- **Task details**
Rewrite the lines below, changing "ground meat" to "minced beef" everywhere and keeping everything else the same. Leave out the pictures.
[Start Supplied information]
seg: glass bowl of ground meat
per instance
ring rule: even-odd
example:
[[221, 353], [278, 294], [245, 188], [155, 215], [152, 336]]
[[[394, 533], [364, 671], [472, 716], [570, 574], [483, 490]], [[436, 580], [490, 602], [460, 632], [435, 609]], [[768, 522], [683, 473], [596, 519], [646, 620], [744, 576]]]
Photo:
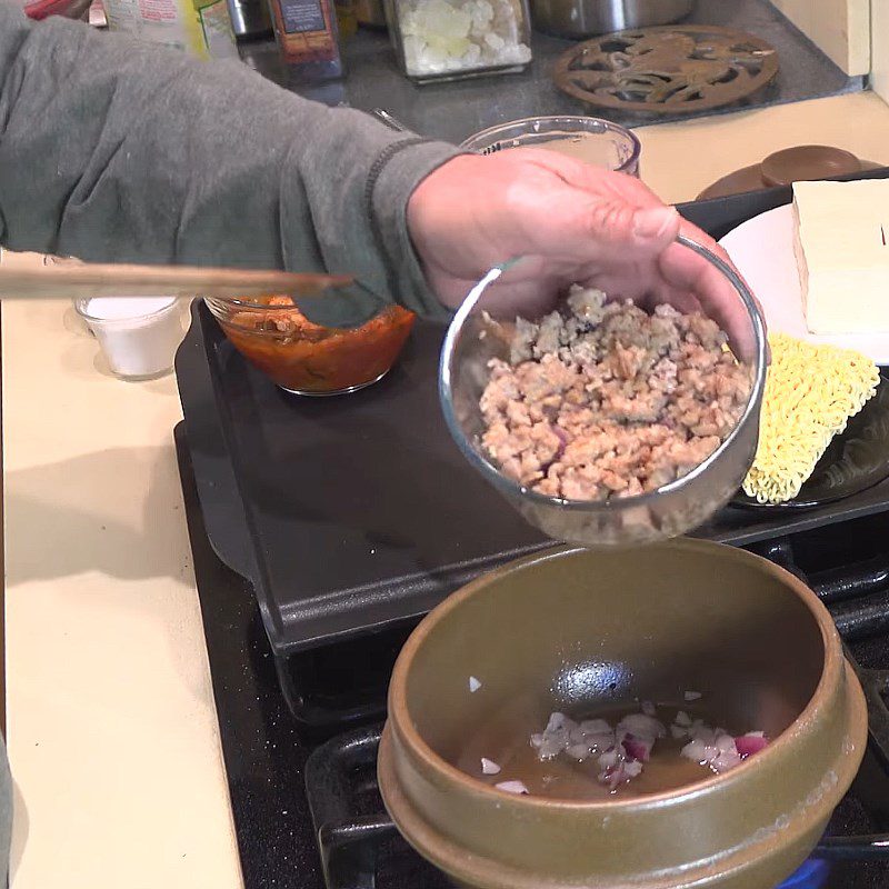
[End Supplied information]
- **Result for this exercise**
seg: glass bowl of minced beef
per instance
ring rule: even-odd
example:
[[221, 353], [278, 294], [245, 188], [155, 215], [152, 336]]
[[[394, 533], [364, 671], [472, 716], [570, 574], [483, 490]], [[436, 580], [490, 602], [460, 632], [435, 609]], [[768, 522], [683, 473], [596, 519], [646, 620], [744, 576]]]
Photo:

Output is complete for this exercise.